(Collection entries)
....

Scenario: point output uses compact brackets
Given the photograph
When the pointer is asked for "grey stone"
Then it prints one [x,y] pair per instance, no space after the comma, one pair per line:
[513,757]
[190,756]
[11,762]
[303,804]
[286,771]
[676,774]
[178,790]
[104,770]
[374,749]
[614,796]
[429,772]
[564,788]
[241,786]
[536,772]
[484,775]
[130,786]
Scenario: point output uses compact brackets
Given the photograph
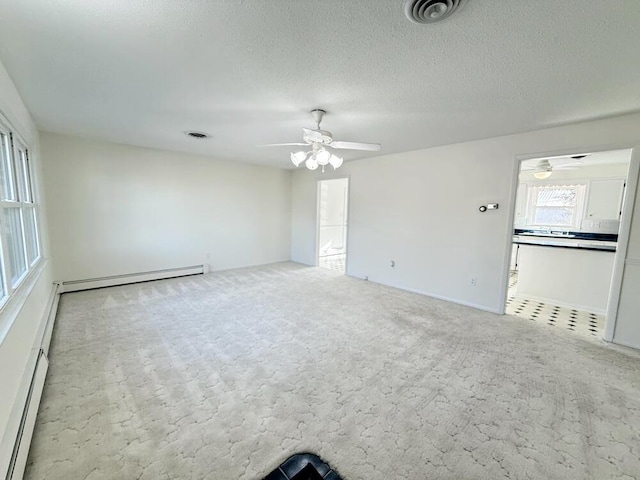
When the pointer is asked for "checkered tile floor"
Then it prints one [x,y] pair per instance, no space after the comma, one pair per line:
[580,322]
[333,262]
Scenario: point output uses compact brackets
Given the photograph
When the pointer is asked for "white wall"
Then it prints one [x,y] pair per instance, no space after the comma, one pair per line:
[20,319]
[421,210]
[117,209]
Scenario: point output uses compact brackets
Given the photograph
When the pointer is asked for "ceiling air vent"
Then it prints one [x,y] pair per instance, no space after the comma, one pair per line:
[430,11]
[199,135]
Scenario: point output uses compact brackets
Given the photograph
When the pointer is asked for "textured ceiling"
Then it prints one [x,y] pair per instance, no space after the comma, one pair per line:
[144,71]
[611,157]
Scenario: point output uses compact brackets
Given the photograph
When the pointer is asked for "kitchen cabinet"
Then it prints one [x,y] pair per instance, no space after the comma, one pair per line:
[605,199]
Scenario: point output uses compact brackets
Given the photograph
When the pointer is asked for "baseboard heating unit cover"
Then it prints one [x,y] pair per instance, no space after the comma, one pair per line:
[112,281]
[303,466]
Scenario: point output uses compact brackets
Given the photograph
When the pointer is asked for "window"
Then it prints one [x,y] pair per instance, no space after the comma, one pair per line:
[20,246]
[557,206]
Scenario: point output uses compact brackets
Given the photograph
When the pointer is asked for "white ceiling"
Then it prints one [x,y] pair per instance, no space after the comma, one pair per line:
[611,157]
[248,71]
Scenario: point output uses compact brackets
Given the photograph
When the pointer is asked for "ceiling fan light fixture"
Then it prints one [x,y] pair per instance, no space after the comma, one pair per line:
[322,157]
[298,157]
[335,161]
[312,163]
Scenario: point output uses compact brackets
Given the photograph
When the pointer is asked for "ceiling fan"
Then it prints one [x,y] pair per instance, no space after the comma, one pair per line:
[545,167]
[319,140]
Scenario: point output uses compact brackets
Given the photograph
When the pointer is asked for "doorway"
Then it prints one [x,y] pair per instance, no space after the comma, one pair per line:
[333,198]
[566,225]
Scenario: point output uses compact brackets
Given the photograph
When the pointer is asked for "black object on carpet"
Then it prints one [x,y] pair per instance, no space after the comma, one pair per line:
[303,466]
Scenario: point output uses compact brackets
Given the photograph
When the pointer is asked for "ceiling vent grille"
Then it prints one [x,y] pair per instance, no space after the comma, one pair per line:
[430,11]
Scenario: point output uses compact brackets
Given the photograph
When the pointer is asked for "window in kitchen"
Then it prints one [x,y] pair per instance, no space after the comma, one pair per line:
[558,206]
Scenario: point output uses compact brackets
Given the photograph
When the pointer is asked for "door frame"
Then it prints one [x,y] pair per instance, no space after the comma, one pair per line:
[623,233]
[348,213]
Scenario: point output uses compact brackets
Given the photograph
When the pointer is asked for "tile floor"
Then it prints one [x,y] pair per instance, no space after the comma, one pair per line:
[577,321]
[334,262]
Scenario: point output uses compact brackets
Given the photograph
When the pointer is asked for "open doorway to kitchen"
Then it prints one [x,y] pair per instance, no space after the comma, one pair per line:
[565,236]
[333,198]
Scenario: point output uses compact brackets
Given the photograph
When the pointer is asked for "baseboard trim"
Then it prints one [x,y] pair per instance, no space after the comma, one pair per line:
[127,278]
[436,296]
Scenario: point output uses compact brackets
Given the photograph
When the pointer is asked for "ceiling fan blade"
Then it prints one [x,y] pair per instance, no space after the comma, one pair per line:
[371,147]
[312,135]
[566,162]
[284,145]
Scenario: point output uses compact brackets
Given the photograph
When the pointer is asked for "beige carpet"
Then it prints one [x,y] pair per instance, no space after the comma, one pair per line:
[223,376]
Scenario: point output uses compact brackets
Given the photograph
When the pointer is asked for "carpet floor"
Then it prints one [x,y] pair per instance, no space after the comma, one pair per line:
[223,376]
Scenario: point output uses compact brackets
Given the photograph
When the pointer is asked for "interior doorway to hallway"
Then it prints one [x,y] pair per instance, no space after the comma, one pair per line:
[333,198]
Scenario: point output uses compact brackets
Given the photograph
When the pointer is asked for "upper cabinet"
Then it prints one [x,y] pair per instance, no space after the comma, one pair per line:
[605,199]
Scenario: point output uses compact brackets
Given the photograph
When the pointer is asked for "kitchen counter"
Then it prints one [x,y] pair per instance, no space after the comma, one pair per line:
[564,242]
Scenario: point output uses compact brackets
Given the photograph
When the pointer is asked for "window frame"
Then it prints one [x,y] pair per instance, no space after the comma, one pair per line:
[579,209]
[24,197]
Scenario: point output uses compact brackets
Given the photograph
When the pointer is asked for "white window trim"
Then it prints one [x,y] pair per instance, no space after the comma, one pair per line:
[32,269]
[580,209]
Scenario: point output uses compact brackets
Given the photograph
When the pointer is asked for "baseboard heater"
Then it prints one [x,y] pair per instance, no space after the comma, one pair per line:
[28,422]
[114,280]
[26,407]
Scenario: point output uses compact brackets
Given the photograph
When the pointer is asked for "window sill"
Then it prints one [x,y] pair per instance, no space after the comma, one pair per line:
[13,305]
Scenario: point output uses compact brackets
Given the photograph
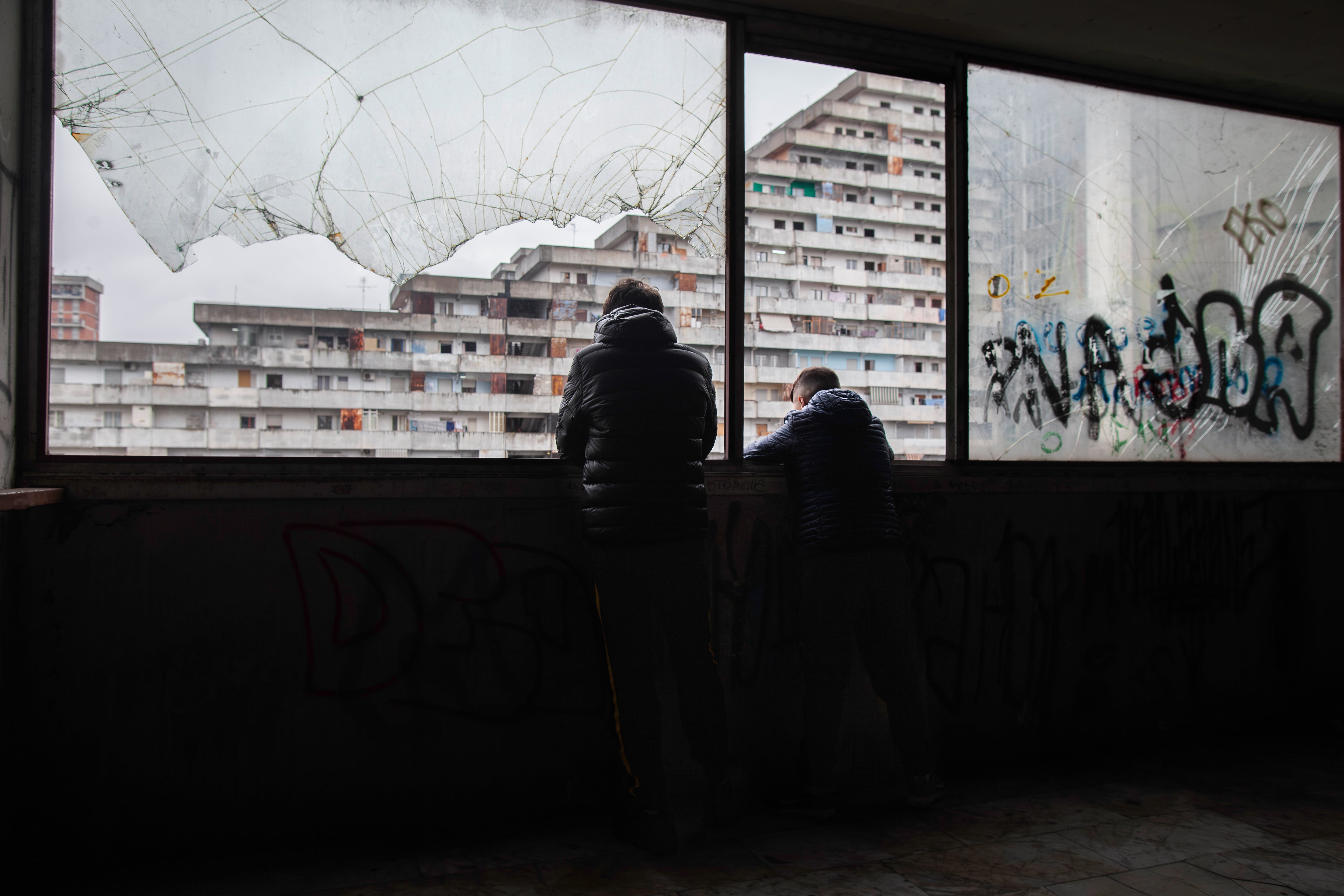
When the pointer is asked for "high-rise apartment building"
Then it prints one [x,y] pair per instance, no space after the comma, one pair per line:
[846,269]
[74,308]
[846,257]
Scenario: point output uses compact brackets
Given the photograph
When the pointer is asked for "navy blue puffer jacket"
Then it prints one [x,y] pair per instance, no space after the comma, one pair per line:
[639,412]
[839,465]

....

## PROBLEM
Strip out the images, then output the records above word for word.

## FINISHED EXERCISE
Scenario: point output uses compact brackets
Given the photograph
When the pointer is asked for "grey stone"
Then it prints one [x,y] pair per instance, no space after the comma, one pair per line:
[513,757]
[190,756]
[11,762]
[303,804]
[286,771]
[676,774]
[178,790]
[104,770]
[374,749]
[614,796]
[429,772]
[564,788]
[241,786]
[536,772]
[484,775]
[130,786]
Scenario: point output uses compact brackets
Given the photograph
When the pointer is asked for "checkered tile floor"
Then it prints one [x,y] pair per instance, no space after the comma, one pair per line:
[580,322]
[333,262]
Scenario: point output uses compact brackets
Given the photograph
When the pointer is asked for "white wall"
Then it prints one [x,y] pair per instance, no space after the comma, one pair per line:
[20,319]
[421,210]
[117,209]
Scenario: point output uses compact brackets
Given the photograph
When the pointer is asked for "ceiling air vent"
Then it prints one [x,y] pair per instance, no space after the comma, one pair per line:
[430,11]
[199,135]
Scenario: point output uses compact brackets
Given the photograph
When the pointer is asked for "textured ceiling"
Then it prints one [x,y] pair per instance, no space after the comma, one pair per line:
[144,71]
[611,157]
Scenario: point output uses compact brackets
Given the photograph
When the pointer is asked for "kitchen cabinet"
Then it prints one [x,y] pair per instance, no space after the comma, one pair per line:
[605,199]
Scenario: point output uses compact brackets
Given the photograph
When the pointer is asked for "baseboard heating unit cover"
Then it prints one [x,y] pair per instance, no space after the comma, one pair per line:
[112,281]
[303,466]
Scenario: point output uses compact brackets
Given the photograph
When the pointer is asked for "window"
Then it prints one [x,y] pair per instance, no space after the comma, one pair per line:
[20,246]
[557,206]
Scenario: point output uses compact brackets
Given the photograph
When the pointer is asked for "white ceiling"
Then it prints one [x,y] pair per instance, no space after the comma, one pair per line:
[611,157]
[248,71]
Scenario: point output uses compact brackets
Given the photograph
When the pointer is asked for "ceiling fan light fixture"
Then it prints one [x,y] pair per instance, no space after the comma, one pair per line:
[322,157]
[298,157]
[335,161]
[312,163]
Scenario: point output uses compact brackets
Given the photograph
When the pointer is asked for "ceiling fan"
Then it prints one [x,y] pair per instance, no space after the comma, one pair per line:
[545,167]
[319,140]
Scenario: point output uses compact brackets
Given the photograph
When the pointer is asked for "doorway"
Then it prints one [x,y] pair per instance, no space after the comma, one pair per line:
[333,198]
[566,225]
Scenario: point output uses compact brackets
Given the photograph
When the pointer is asked for "black object on carpet"
Then it prints one [x,y] pair per instance, no space after the comma, one pair per line:
[303,466]
Scenario: point output uses compact brackets
Given the photograph
When the pointer is asked for "ceiling vent grille"
Then it prints one [x,y] pair per instance, no space after the comma, one pair per line:
[430,11]
Scenario: point output uses compact brackets
Given the photograph
When the pointer is asked for "window in kitchen"
Then it prints one [x,y] pair per instance, no space after the comma, one pair per line:
[558,206]
Scenario: point output uses compact brackets
Given the photograph
When the pointer is asked for "door frame"
Then it prints one [x,y] pair per instance, no space after the comma, one pair per line:
[623,233]
[348,213]
Scenario: point output uses compact brackets
Given the photograph
When the pointer is asked for "tile floor"
Then it prints one [x,y] pair per instance, no space after the comma, one pair per line:
[577,321]
[334,262]
Scenario: point output uses compact brackets
Given the photograph
When the pointer is asked for "open doorway to kitchen"
Then it prints one [x,y] pair per instance, no space after the comma, one pair per line:
[565,236]
[333,198]
Scenario: point output uses compact brackets
Given the photograph
When the pointer is asked for "baseboard trim"
Then it prints one [x,y] pair per instance, no space after the comma, one pair per line:
[127,278]
[436,296]
Scenario: point output uses compact brackets
Given the photograph
When the pointer is asked for "ceiling fan blade"
Then it prints one [x,y] pair per instance, no space after the comma, one pair per line:
[371,147]
[312,135]
[566,162]
[284,145]
Scenario: point output uses compact brackets
Given the photograph
When the pointer is asked for "beige carpet"
Then it prints one [x,y] pair per instance, no space after the comma, one pair per line:
[223,376]
Scenario: point output uses compact brackets
Given the photograph
When the pointer is asked for "carpet floor"
Then it prints one [x,y] pair per instance, no space after the comma, one pair per line:
[223,376]
Scenario: point output uses compact brackets
Given the photograph
When the pointer is asked for "interior doorway to hallway"
Then it prints one [x,y] pair per instance, no space after the comma, one pair per line:
[333,198]
Scenario: point output uses compact brackets
Given the photograph
When the pointer is asked for "upper cabinet"
Then it prints one [x,y] pair per instance, no space after the comma, one pair per line:
[605,199]
Scenario: point output uses compact brackets
Given the photograph
When the pointer is asked for "kitchen counter"
Then it prints one [x,y] pair per instance, no space after the comma, one pair per line:
[564,242]
Scenario: point output uses compact brackets
Given the photograph
When the pointer is asked for "window frame"
Then it prints one [x,y] pair per instance, no space after the comma, one pair per line:
[579,209]
[24,197]
Scenario: point output uses compact brackets
Given the photograph
When the pointer is asked for "white window trim"
Then it prints one [x,y] pair per instance, no space after the comma, one pair per line:
[32,269]
[580,209]
Scenario: point output uses compact brackets
Given the photograph
When the pointer is asked for "baseboard heater"
Then it prints one [x,y] pair per instance, no space after the comma, one pair per line:
[28,422]
[114,280]
[26,407]
Scenario: point output uses compact brackets
Given the photograph
When the pointer is asked for "window sill"
Then it prints one [x,y] pair per instance, no space after the comma, one pair per line:
[13,305]
Scenario: point output uses compact brackets
Given the photograph
When the pointer is asked for "high-rise apartment building"
Then it prints one [x,y] pair per instance, no space after the comma, one pair per line:
[846,269]
[74,308]
[846,257]
Scenario: point output uses compact brackets
Given the photograph
When the pointer is asked for "navy blue puffer jacket"
Then it prints one [x,y] pair per instance, no space after the comma, one pair per line:
[639,412]
[839,465]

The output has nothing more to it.